* [Source text]
Search code examples
luapandoc

Pandoc filter in Lua to alter text that are not headings


I am writing a Lua filter for pandoc that adds a glossary function to HTML output of a markdown file. The goal is to add mouseover text to each occurrence of an acronym or key definition in the document.

However, I don't want this to occur for text in headings.

My MWE works on most* text in the document:

-- Parse glossary file (summarised here for brevity)
local glossary = {CO = "Cardiac Output", DBP = "Diastolic Blood Pressure", SBP = "Systolic Blood Pressure"}

-- Substitute glossary term for span with a mouseover link
function Str(elem)
  for key, value in next, glossary do
    if elem.text == key then
      return pandoc.Span (key, {title = value, class = "glossary"})
    end
  end
end

My understanding from the documentation and poking at the AST suggests to me I need to use a block-level function first and then walk_block to alter the inline elements.

function Pandoc(doc)
  for i, el in pairs(doc.blocks) do
    if (el.t ~= "Header") then
      return pandoc.walk_block(el, {
        Str = function (el)
          for key, value in next, glossary do
            if el.text == key then
              return pandoc.Span (key, {title = value, class = "glossary"})
            end
          end
        end })
    end
  end
end

However, this attempt isn't working and returns the error: "Error while trying to get a filter's return value from Lua stack. PandocLuaError "Could not get Pandoc value: expected table, got 'nil' (nil)". I think my return structure is wrong, but I haven't been able to debug it.


My test markdown file contains:

# Acronyms: SBP, DBP & CO

Spaced acronyms: CO and SBP and DBP.

In a comma-separated list: CO, SBP, DBP; with backslashes; CO/DBP/SBP, and in bullet points:
  
* CO
* SBP
* DBP

*It fails on terms with non-space adjacent characters, such as punctuation.


Solution

  • After a couple more days, I have found a partial solution which may help anyone else with a similar problem.

    I think (but am not certain) that the Pandoc(doc) requires a return of both a list of block elements and the doc.meta, which I wasn't doing above.

    My solution has been to separate the glossary function out and then call it individually for each desired block element. This works, even though it is a little clunky.

    function glos_sub (el)
      return pandoc.walk_block(el, {
        Str = function (el)
          for key, value in next, glossary do
            if el.text == key then
              return pandoc.Span (key, {title = value, class = "glossary"})
            end
          end
        end
      })
    end
    
    -- Run on desired elements
    return {
      {BulletList = glos_sub},
      {Para = glos_sub},
      {Table = glos_sub}
    }

* [Set exercise 1] Decide whether each statement agrees with the Pandoc filter thread, answering yes or no and quoting the words of the thread that decide it: (a) The poster wants the mouseover text added to headings as well. (b) The first version of the filter fails on terms that sit next to punctuation. (c) The poster is sure that Pandoc(doc) has to return the doc.meta.
* [Set exercise 2] Reproduce the passage of the Pandoc filter thread starting at "My understanding from" and ending at "the inline elements.".
The rows that follow are separate material and are not part of the Pandoc filter thread.

* [Supplied information]
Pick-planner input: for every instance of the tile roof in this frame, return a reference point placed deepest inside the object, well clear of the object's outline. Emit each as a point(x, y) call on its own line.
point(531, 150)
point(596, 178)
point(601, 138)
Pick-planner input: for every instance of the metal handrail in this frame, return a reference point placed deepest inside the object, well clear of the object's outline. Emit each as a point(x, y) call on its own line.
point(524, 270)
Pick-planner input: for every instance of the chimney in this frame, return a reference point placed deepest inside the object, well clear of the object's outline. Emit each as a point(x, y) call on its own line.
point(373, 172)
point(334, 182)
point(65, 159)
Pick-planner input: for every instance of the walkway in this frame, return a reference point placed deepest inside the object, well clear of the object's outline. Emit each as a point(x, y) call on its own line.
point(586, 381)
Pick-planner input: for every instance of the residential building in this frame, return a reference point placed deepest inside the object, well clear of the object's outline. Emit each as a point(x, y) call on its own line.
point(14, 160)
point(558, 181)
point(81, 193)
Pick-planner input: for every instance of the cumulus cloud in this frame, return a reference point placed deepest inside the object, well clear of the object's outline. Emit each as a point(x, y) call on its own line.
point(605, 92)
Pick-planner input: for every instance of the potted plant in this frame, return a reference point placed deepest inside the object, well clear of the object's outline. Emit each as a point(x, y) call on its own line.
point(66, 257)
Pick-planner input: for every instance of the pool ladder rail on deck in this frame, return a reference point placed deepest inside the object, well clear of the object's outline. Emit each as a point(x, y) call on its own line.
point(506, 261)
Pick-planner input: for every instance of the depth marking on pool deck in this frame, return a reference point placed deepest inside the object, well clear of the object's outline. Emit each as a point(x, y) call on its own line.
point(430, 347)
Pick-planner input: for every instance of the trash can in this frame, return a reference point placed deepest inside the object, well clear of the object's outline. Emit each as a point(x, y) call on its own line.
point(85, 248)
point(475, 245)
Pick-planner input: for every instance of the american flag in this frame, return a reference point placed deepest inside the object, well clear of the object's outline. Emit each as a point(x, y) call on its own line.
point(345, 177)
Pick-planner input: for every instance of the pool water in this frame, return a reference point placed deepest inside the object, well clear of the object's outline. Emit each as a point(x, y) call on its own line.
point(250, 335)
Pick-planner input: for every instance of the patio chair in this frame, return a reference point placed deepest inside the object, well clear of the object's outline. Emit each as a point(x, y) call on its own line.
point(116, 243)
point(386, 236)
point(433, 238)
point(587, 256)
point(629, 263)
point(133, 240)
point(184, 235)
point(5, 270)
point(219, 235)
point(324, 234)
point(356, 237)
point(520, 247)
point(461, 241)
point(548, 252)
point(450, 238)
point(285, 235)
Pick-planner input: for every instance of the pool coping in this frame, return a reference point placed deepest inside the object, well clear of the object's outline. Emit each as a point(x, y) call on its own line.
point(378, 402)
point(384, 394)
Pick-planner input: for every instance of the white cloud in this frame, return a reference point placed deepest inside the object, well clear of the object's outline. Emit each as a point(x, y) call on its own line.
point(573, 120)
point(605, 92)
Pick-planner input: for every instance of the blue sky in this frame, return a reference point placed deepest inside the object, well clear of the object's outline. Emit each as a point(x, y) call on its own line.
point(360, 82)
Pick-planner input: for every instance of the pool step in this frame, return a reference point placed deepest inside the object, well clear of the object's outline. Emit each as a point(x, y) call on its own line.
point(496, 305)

* [Worked answer 1]
(a) No: "However, I don't want this to occur for text in headings."
(b) Yes: "It fails on terms with non-space adjacent characters, such as punctuation."
(c) No: "I think (but am not certain) that the Pandoc(doc) requires a return of both a list of block elements and the doc.meta"

* [Worked answer 2]
My understanding from the documentation and poking at the AST suggests to me I need to use a block-level function first and then walk_block to alter the inline elements.